What you need to do
Please identify every line in the items below that contains the word "bowl" and copy each of those lines in full.
# Start of Data rows
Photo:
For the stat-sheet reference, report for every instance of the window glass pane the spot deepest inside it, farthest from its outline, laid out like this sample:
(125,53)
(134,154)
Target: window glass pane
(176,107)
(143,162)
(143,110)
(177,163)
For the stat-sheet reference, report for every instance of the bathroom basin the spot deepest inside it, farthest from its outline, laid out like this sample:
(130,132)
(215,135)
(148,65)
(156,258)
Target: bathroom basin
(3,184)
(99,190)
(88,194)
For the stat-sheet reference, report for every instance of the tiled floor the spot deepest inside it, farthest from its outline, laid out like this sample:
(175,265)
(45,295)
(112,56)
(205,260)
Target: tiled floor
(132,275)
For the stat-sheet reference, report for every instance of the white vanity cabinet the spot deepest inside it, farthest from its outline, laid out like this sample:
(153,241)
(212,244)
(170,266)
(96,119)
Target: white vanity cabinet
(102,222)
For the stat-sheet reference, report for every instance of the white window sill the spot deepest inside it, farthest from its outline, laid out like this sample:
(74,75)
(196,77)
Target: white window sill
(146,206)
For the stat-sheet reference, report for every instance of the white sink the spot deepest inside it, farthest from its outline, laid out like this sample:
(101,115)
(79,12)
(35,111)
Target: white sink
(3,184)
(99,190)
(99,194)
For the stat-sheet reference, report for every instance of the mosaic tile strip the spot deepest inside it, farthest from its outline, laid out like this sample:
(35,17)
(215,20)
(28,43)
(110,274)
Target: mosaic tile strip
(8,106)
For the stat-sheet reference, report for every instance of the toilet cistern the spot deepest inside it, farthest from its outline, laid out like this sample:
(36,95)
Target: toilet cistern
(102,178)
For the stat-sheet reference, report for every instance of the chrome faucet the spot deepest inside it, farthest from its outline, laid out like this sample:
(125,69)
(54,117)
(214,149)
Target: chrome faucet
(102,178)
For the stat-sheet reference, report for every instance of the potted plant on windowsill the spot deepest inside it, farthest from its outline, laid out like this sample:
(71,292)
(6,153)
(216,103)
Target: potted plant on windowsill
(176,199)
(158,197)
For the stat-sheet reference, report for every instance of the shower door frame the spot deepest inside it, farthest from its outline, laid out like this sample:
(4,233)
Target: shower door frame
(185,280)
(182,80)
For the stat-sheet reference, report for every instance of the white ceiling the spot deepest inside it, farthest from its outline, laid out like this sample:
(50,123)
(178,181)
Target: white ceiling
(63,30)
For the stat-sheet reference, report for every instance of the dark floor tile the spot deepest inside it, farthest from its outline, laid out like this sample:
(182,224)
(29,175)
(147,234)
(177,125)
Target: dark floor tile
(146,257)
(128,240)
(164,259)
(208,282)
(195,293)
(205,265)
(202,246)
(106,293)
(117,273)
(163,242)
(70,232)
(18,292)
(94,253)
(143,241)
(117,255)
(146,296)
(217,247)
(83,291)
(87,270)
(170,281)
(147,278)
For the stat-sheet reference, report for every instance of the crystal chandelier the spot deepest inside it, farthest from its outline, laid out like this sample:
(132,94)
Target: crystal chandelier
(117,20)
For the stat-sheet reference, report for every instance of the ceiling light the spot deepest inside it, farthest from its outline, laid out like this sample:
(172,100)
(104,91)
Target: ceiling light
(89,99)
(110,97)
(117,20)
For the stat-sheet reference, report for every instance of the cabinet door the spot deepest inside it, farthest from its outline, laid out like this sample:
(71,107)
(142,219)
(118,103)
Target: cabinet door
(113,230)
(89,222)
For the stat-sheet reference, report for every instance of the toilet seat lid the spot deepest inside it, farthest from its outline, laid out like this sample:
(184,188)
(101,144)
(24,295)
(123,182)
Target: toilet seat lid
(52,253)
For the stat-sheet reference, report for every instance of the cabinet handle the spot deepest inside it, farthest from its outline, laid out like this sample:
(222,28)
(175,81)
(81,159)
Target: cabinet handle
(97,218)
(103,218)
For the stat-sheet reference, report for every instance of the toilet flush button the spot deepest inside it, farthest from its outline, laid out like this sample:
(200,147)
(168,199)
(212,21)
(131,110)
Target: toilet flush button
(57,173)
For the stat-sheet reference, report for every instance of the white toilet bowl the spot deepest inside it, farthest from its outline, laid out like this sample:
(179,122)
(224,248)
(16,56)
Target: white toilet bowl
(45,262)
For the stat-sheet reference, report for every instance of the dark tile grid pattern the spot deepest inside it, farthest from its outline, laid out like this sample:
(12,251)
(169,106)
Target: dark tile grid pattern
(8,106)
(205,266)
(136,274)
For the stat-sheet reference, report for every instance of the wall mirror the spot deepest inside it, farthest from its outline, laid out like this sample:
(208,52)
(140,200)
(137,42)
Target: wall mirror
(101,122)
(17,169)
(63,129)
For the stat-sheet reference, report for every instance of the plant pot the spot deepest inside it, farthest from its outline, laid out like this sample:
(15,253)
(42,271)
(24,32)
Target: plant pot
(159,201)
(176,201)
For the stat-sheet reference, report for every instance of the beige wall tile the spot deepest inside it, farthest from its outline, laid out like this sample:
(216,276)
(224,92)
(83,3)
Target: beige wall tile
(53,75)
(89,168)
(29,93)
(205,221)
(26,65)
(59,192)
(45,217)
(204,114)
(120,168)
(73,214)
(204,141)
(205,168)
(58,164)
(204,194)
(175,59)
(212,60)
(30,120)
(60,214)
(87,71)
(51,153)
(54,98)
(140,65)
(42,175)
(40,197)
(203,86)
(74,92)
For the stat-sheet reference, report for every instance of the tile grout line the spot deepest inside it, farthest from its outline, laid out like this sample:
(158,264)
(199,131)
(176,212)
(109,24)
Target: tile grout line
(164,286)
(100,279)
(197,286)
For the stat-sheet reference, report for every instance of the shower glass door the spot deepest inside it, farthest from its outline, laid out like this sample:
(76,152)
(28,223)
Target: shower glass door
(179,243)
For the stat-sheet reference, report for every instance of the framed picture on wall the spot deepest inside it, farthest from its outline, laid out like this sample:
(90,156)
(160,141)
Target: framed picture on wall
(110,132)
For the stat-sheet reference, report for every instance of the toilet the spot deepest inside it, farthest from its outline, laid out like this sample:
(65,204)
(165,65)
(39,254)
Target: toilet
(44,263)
# End of Data rows
# Start of Data rows
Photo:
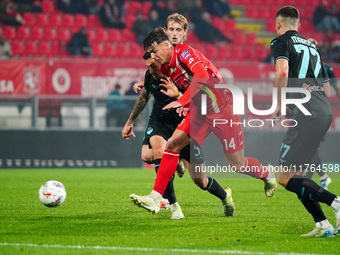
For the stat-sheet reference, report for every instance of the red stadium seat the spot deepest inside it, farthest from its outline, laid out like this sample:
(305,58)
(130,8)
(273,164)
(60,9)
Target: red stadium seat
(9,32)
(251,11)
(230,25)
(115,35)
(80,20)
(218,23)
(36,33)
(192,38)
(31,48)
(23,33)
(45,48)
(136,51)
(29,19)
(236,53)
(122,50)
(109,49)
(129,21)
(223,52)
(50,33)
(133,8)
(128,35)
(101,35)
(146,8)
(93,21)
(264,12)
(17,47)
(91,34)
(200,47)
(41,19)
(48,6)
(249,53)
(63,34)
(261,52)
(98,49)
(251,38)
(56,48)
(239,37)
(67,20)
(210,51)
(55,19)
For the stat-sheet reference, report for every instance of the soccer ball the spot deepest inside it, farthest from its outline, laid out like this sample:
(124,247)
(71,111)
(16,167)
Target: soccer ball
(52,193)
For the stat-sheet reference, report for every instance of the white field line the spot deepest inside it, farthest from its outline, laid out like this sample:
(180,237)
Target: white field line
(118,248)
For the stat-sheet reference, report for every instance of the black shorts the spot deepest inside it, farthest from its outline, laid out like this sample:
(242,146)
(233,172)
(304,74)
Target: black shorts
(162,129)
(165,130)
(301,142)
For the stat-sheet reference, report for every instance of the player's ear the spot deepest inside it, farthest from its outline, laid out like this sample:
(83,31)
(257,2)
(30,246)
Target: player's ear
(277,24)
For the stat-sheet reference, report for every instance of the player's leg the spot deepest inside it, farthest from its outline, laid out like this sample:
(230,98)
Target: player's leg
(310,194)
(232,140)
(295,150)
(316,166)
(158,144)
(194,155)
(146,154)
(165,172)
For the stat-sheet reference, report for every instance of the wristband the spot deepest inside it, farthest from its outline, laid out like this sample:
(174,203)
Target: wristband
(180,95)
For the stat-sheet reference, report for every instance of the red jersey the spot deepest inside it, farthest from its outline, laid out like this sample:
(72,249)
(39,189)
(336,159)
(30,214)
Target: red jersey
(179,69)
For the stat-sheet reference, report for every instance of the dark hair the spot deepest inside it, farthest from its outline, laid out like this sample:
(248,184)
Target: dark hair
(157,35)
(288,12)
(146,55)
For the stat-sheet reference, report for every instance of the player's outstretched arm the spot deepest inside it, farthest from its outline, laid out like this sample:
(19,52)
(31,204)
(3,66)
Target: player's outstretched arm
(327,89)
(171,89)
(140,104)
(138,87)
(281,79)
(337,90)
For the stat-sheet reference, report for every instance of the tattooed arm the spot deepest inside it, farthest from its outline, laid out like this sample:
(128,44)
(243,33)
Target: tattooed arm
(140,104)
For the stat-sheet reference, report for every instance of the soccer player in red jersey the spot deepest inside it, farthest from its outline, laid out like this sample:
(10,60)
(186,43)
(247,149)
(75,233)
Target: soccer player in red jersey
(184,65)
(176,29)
# End of Data rows
Response to the exercise
For the stat-sheet reference, report for every instance of the white toilet bowl the spot deepest inside it, farthest from its outline, laid out like this sample:
Target: white toilet bowl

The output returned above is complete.